Problem details
Only one number is wanted: the count of lines in the records below that hold the word "candle".
⟨
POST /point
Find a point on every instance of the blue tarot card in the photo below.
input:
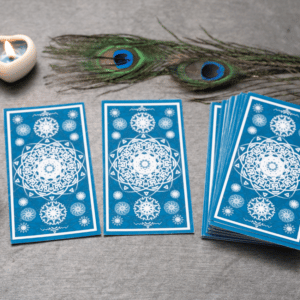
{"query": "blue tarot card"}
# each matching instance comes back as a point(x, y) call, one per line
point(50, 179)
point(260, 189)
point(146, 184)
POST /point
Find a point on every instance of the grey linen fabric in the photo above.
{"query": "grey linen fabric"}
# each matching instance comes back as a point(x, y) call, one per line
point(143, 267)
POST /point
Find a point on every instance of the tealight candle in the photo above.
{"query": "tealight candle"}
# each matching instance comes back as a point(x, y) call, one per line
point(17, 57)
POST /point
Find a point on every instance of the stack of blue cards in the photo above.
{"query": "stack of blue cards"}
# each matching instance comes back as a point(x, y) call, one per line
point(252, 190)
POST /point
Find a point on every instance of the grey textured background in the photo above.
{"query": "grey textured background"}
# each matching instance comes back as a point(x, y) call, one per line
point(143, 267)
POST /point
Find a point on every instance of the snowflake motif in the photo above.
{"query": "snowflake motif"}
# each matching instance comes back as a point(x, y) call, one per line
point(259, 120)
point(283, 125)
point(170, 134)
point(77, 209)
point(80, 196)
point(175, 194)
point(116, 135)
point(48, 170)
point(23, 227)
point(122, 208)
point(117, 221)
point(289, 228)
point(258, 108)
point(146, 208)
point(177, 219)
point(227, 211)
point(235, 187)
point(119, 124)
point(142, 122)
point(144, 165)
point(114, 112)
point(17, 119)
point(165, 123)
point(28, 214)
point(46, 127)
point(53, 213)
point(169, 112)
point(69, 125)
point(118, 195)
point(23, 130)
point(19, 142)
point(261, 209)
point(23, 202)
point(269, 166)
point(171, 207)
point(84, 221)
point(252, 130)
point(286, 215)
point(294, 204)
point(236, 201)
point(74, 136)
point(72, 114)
⟩
⟨
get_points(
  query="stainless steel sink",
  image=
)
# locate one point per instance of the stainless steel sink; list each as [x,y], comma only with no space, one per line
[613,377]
⟩
⟨
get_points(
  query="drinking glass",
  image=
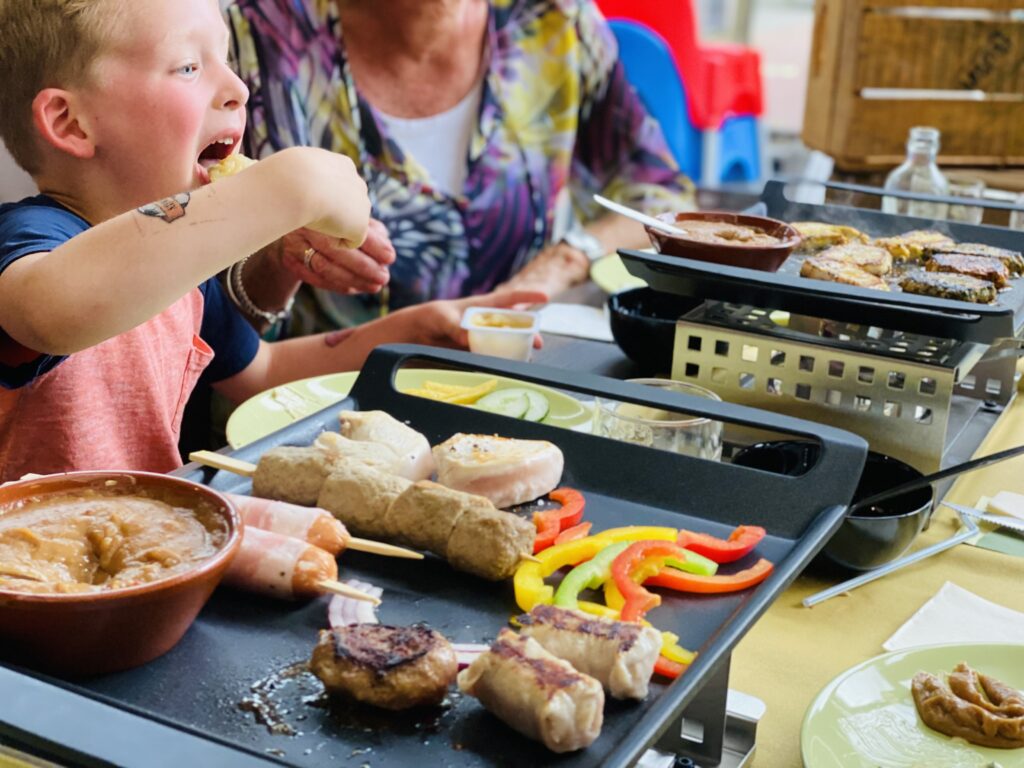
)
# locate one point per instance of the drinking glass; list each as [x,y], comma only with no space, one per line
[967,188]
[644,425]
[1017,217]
⟩
Response area
2